Collected data entries
• • • • • • •
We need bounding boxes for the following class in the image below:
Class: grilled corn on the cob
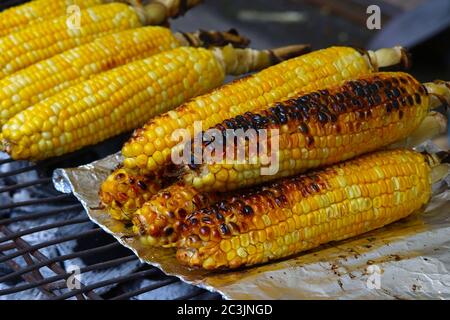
[128,110,447,247]
[180,73,450,192]
[122,46,410,175]
[133,182,222,247]
[0,27,249,127]
[2,44,309,160]
[0,1,204,78]
[176,149,448,269]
• • • • • • •
** Task goal **
When you copy the entries, keep every word exactly as it stands and drop any pictures.

** Answer space **
We need bounding boxes for the following class in the image below:
Class: grilled corn on the cob
[128,110,447,247]
[180,73,450,192]
[122,46,410,175]
[133,182,222,247]
[0,27,249,127]
[2,44,309,160]
[0,1,204,78]
[176,149,448,269]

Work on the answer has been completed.